● **Extracted entries**
[BEGIN]

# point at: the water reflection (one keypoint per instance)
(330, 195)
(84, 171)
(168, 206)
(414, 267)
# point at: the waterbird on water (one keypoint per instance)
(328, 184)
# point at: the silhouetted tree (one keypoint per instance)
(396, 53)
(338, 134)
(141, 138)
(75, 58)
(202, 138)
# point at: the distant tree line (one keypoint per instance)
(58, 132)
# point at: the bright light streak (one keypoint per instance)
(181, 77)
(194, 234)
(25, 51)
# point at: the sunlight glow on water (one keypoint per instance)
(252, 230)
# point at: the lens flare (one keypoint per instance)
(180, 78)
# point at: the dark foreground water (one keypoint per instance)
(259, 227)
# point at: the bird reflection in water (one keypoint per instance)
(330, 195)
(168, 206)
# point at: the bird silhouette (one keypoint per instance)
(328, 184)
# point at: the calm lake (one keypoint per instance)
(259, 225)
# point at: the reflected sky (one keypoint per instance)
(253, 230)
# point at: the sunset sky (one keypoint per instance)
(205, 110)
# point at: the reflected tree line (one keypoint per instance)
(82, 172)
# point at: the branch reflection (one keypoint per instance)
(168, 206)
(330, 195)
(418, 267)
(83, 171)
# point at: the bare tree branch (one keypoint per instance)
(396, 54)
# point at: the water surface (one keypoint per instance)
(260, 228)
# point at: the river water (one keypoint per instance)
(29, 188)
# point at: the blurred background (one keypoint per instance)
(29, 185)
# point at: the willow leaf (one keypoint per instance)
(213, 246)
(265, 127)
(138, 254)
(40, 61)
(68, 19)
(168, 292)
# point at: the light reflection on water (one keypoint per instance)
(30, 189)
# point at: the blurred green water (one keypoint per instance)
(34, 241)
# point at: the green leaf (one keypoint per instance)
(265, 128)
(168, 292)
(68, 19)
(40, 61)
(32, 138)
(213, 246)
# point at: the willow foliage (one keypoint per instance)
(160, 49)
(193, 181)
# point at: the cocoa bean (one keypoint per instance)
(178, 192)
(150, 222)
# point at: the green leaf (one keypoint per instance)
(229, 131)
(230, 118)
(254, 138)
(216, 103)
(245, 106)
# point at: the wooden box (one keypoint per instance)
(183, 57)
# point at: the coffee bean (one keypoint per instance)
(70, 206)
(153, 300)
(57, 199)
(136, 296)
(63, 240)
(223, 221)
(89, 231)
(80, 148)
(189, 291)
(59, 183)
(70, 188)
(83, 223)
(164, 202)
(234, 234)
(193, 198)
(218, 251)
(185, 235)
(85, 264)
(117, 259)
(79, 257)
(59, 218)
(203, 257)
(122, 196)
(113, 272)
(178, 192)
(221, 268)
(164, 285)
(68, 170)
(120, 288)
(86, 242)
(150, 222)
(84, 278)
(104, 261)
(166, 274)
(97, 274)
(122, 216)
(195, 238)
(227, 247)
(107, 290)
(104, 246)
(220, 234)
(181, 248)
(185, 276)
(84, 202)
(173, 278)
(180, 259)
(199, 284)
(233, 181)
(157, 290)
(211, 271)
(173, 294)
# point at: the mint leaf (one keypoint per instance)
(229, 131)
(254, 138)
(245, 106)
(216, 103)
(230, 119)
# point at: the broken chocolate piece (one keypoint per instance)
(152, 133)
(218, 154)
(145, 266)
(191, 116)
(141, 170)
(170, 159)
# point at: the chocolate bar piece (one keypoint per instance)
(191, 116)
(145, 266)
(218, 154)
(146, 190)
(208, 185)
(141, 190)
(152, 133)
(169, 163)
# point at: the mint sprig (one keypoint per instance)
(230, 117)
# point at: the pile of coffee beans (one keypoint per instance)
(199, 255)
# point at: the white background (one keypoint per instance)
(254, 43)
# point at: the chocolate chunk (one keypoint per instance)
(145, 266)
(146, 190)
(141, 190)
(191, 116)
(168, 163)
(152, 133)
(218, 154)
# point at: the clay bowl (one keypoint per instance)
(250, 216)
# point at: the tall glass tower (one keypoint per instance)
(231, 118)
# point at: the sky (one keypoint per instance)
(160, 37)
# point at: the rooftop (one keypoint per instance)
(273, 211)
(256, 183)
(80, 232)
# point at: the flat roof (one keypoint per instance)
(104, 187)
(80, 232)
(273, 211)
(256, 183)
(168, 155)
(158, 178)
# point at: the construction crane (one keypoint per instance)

[END]

● **Written instruction**
The lines to reproduce run from the line containing "# point at: the white" to the end of the listing; write them out exactly and add nothing.

● **Response to the task**
# point at: the white background (one keypoint per instance)
(254, 43)
# point at: the chocolate chunk (one keypoint per instance)
(145, 266)
(146, 190)
(141, 190)
(191, 116)
(168, 163)
(152, 133)
(218, 154)
# point at: the clay bowl (one keypoint per instance)
(250, 216)
# point at: the tall glass tower (one keypoint per instance)
(231, 118)
# point at: the sky (one keypoint per instance)
(160, 37)
# point at: the rooftop (one keypoint per instance)
(273, 211)
(256, 183)
(80, 232)
# point at: the flat roof (one keypoint per instance)
(104, 187)
(80, 232)
(273, 211)
(256, 183)
(168, 155)
(158, 178)
# point at: the construction crane (one keypoint per instance)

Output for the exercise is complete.